TO BE DONE: Please set out the records as a Markdown table with the columns Row and Entry, from the line with "target: protest sign" through the end of the records, both ends included. Number each line in Row and leave out blank lines.

INPUT ROWS:
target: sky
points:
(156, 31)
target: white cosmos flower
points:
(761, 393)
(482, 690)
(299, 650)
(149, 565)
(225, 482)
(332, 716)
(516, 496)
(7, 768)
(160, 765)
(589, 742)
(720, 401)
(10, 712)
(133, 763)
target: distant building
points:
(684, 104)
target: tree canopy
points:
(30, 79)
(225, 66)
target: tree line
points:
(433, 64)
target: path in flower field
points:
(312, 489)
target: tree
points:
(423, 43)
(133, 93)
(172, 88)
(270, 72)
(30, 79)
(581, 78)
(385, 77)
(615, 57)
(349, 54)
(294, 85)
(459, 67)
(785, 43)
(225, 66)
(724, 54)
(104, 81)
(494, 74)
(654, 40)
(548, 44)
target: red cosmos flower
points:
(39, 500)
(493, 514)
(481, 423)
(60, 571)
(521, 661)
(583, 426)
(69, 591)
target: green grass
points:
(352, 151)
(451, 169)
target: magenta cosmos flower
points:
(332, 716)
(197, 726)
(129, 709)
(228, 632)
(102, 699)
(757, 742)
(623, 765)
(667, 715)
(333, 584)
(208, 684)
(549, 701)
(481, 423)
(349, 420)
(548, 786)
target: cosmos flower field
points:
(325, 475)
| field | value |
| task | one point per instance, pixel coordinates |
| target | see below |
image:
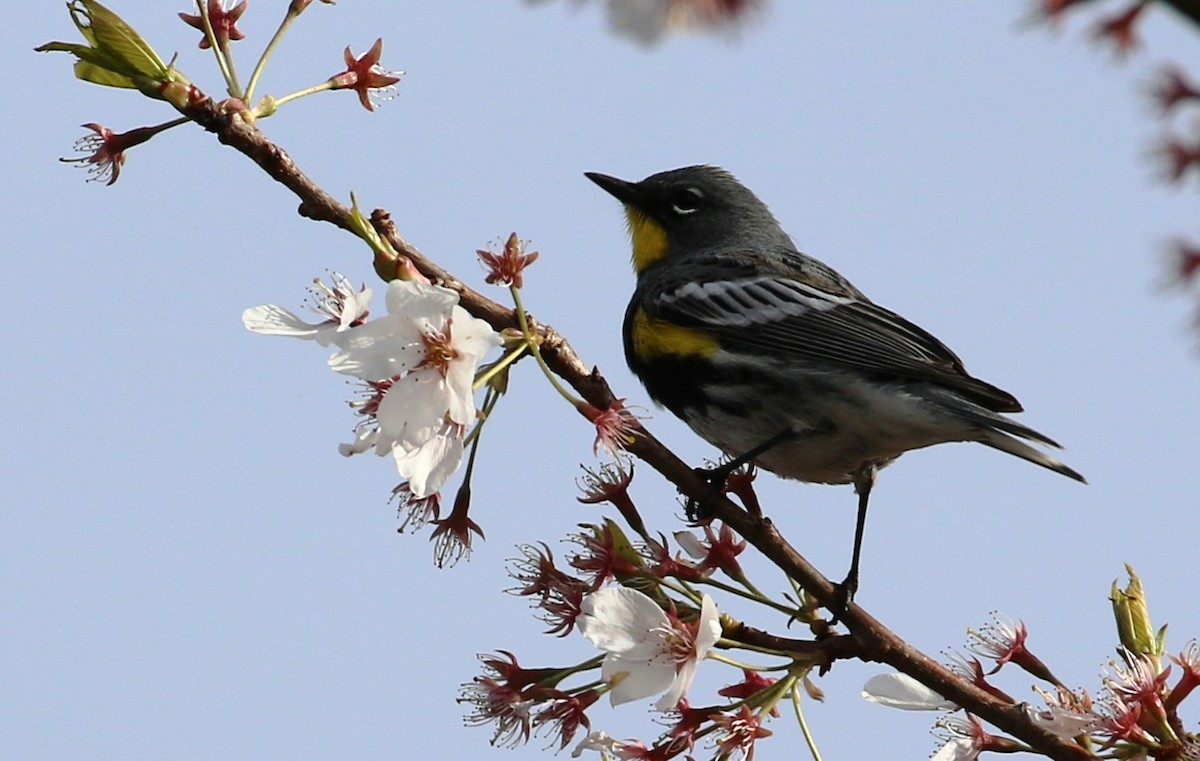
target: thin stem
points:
(537, 351)
(220, 52)
(501, 364)
(291, 16)
(757, 597)
(804, 725)
(280, 101)
(733, 661)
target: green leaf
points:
(100, 75)
(120, 40)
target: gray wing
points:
(786, 317)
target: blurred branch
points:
(1187, 9)
(868, 640)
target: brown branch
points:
(868, 639)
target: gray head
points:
(691, 209)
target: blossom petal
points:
(378, 349)
(637, 677)
(473, 335)
(414, 300)
(275, 321)
(429, 466)
(618, 621)
(957, 749)
(364, 438)
(899, 690)
(413, 411)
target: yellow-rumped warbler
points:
(779, 360)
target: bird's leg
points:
(717, 477)
(864, 478)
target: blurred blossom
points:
(418, 363)
(648, 651)
(225, 23)
(648, 22)
(103, 151)
(340, 304)
(365, 76)
(900, 690)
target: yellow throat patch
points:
(652, 339)
(648, 238)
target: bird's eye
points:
(688, 201)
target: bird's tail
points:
(1013, 445)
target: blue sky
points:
(189, 568)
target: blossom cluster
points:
(642, 605)
(1134, 714)
(415, 367)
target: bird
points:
(780, 361)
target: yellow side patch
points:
(648, 238)
(653, 337)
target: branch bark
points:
(868, 637)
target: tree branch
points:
(868, 637)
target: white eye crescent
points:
(687, 201)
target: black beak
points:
(622, 190)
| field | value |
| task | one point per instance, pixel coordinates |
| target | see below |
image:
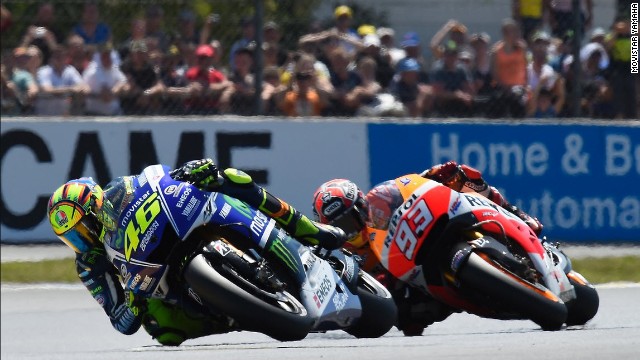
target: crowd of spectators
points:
(339, 71)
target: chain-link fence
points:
(209, 57)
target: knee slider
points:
(238, 176)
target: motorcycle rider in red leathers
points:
(341, 203)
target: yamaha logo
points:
(170, 189)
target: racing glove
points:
(201, 173)
(458, 177)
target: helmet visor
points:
(83, 236)
(350, 222)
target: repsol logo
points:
(37, 147)
(395, 219)
(133, 209)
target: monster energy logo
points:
(281, 251)
(239, 205)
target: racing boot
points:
(238, 184)
(171, 325)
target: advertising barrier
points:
(580, 180)
(290, 158)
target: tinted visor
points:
(351, 222)
(83, 236)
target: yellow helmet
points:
(77, 213)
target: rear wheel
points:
(254, 305)
(585, 306)
(379, 311)
(532, 301)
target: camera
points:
(40, 31)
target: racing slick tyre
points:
(585, 306)
(532, 301)
(379, 311)
(254, 306)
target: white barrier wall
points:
(289, 158)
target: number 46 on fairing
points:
(140, 222)
(411, 228)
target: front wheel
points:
(533, 301)
(255, 307)
(379, 311)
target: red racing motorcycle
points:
(474, 256)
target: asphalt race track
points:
(63, 322)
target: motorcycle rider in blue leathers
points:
(79, 209)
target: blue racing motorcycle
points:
(173, 238)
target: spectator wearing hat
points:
(153, 28)
(481, 66)
(530, 15)
(542, 77)
(272, 36)
(344, 81)
(624, 85)
(143, 91)
(366, 29)
(452, 30)
(8, 93)
(58, 83)
(561, 19)
(105, 80)
(365, 93)
(239, 97)
(411, 45)
(90, 28)
(452, 84)
(416, 97)
(248, 36)
(346, 38)
(302, 97)
(563, 50)
(35, 60)
(388, 46)
(188, 34)
(509, 72)
(137, 32)
(25, 84)
(77, 52)
(384, 71)
(209, 83)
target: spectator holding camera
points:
(542, 79)
(416, 96)
(452, 84)
(302, 97)
(239, 97)
(623, 84)
(143, 90)
(90, 28)
(208, 83)
(60, 84)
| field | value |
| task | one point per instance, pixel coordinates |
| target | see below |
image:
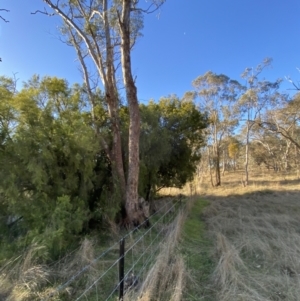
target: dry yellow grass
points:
(256, 230)
(256, 234)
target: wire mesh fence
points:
(123, 266)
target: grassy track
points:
(196, 249)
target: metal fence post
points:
(121, 269)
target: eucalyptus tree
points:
(254, 102)
(105, 32)
(218, 96)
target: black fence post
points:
(121, 269)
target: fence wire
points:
(142, 247)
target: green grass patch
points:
(196, 249)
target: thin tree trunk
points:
(132, 207)
(247, 156)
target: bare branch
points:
(43, 12)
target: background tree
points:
(218, 95)
(107, 30)
(258, 95)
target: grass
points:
(25, 278)
(196, 249)
(234, 243)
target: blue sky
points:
(189, 38)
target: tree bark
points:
(132, 207)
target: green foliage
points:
(53, 170)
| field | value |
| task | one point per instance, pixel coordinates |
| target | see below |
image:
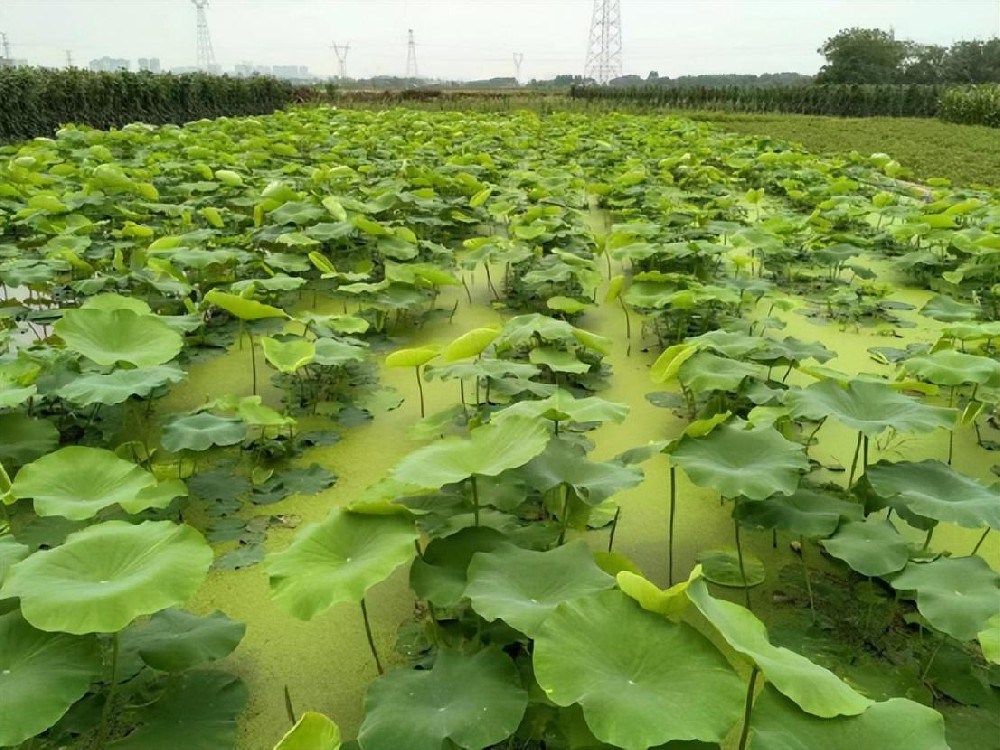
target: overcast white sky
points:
(476, 38)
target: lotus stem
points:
(739, 551)
(748, 708)
(420, 390)
(102, 731)
(371, 639)
(982, 539)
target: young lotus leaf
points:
(489, 451)
(110, 337)
(470, 344)
(897, 723)
(78, 482)
(935, 490)
(956, 595)
(105, 576)
(338, 560)
(742, 463)
(955, 368)
(805, 512)
(201, 431)
(814, 689)
(623, 665)
(120, 385)
(242, 307)
(440, 574)
(41, 676)
(872, 548)
(469, 702)
(174, 640)
(197, 711)
(312, 731)
(867, 407)
(523, 587)
(288, 356)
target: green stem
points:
(102, 731)
(748, 709)
(371, 639)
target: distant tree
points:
(862, 56)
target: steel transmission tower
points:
(604, 51)
(411, 58)
(206, 55)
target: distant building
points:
(109, 64)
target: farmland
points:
(493, 430)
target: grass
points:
(965, 154)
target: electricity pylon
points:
(604, 51)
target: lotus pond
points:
(410, 431)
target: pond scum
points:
(695, 449)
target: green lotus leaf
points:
(173, 640)
(243, 307)
(118, 386)
(935, 490)
(197, 711)
(470, 344)
(24, 438)
(566, 463)
(955, 368)
(440, 574)
(333, 353)
(814, 689)
(411, 357)
(338, 560)
(957, 595)
(523, 587)
(805, 512)
(469, 702)
(871, 547)
(489, 451)
(109, 337)
(722, 567)
(312, 731)
(739, 462)
(288, 356)
(201, 431)
(868, 407)
(41, 676)
(623, 665)
(778, 724)
(78, 482)
(705, 372)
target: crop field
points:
(411, 430)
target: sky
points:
(473, 39)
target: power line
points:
(604, 49)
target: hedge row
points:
(36, 102)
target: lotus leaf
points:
(105, 576)
(871, 547)
(523, 587)
(109, 337)
(814, 689)
(41, 676)
(956, 595)
(739, 462)
(338, 560)
(470, 702)
(897, 723)
(623, 665)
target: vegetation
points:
(38, 102)
(313, 249)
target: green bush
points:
(972, 105)
(36, 102)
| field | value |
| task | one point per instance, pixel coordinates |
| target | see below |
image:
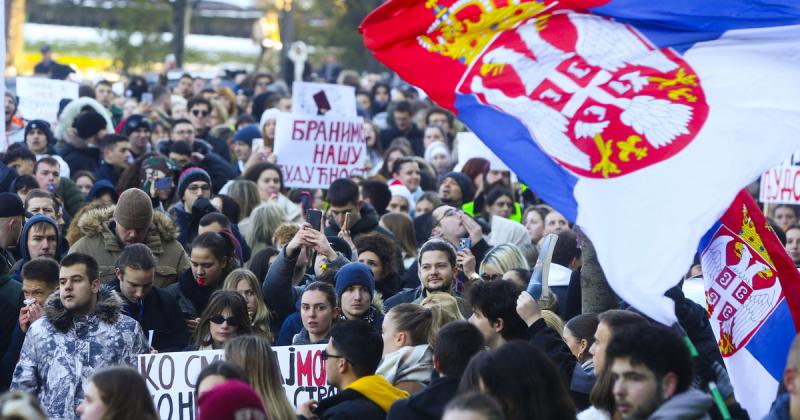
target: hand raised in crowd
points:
(528, 308)
(192, 324)
(473, 228)
(307, 408)
(28, 315)
(466, 260)
(317, 241)
(297, 242)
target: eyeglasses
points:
(491, 277)
(447, 213)
(219, 320)
(325, 355)
(193, 188)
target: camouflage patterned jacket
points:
(61, 351)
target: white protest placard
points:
(781, 185)
(171, 377)
(39, 97)
(314, 151)
(470, 146)
(323, 99)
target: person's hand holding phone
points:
(466, 260)
(528, 309)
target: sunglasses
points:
(219, 320)
(325, 355)
(193, 188)
(447, 213)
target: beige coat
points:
(101, 242)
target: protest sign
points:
(781, 185)
(39, 97)
(323, 99)
(171, 377)
(313, 151)
(470, 146)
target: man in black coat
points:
(154, 309)
(456, 343)
(351, 358)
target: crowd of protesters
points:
(158, 221)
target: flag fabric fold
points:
(638, 120)
(752, 292)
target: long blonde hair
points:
(421, 323)
(254, 355)
(264, 221)
(260, 320)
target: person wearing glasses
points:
(154, 309)
(437, 269)
(200, 116)
(199, 153)
(194, 193)
(132, 221)
(351, 358)
(224, 318)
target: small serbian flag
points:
(639, 120)
(753, 296)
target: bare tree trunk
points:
(596, 294)
(181, 21)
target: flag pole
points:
(712, 386)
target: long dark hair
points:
(255, 171)
(220, 300)
(124, 393)
(526, 383)
(222, 247)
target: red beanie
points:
(231, 400)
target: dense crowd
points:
(158, 221)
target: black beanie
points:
(89, 124)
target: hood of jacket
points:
(71, 111)
(23, 238)
(378, 390)
(99, 187)
(692, 404)
(431, 401)
(107, 309)
(96, 222)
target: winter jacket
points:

THE ANSWER:
| Row | Entry |
|---|---|
| 1 | target: protest sign |
| 2 | points: |
| 3 | (781, 185) |
| 4 | (39, 97) |
| 5 | (323, 99) |
| 6 | (171, 377) |
| 7 | (313, 151) |
| 8 | (470, 146) |
| 9 | target: man in black coat |
| 10 | points: |
| 11 | (154, 309) |
| 12 | (456, 343) |
| 13 | (351, 358) |
| 14 | target: crowd of protesters |
| 15 | points: |
| 16 | (158, 221) |
| 17 | target: flag fabric fold |
| 18 | points: |
| 19 | (638, 120) |
| 20 | (752, 292) |
| 21 | target: long blonde hair |
| 22 | points: |
| 23 | (421, 323) |
| 24 | (254, 355) |
| 25 | (264, 221) |
| 26 | (260, 320) |
| 27 | target: person wearing glasses |
| 28 | points: |
| 29 | (154, 309) |
| 30 | (437, 269) |
| 31 | (200, 116) |
| 32 | (199, 153) |
| 33 | (194, 193) |
| 34 | (132, 221) |
| 35 | (351, 358) |
| 36 | (224, 318) |
| 37 | target: small serbian flag |
| 38 | points: |
| 39 | (639, 120) |
| 40 | (753, 296) |
| 41 | target: bare tree trunk |
| 42 | points: |
| 43 | (596, 294) |
| 44 | (181, 21) |
| 45 | target: flag pole |
| 46 | points: |
| 47 | (712, 386) |
| 48 | target: long dark hair |
| 49 | points: |
| 50 | (255, 171) |
| 51 | (220, 300) |
| 52 | (124, 393) |
| 53 | (526, 383) |
| 54 | (222, 247) |
| 55 | target: red beanie |
| 56 | points: |
| 57 | (231, 400) |
| 58 | target: dense crowd |
| 59 | points: |
| 60 | (158, 221) |
| 61 | target: black beanie |
| 62 | points: |
| 63 | (89, 124) |
| 64 | target: hood of jacket |
| 65 | points: |
| 66 | (71, 111) |
| 67 | (23, 238) |
| 68 | (378, 390) |
| 69 | (99, 187) |
| 70 | (692, 404) |
| 71 | (431, 401) |
| 72 | (107, 309) |
| 73 | (96, 222) |
| 74 | target: winter jacket |
| 75 | points: |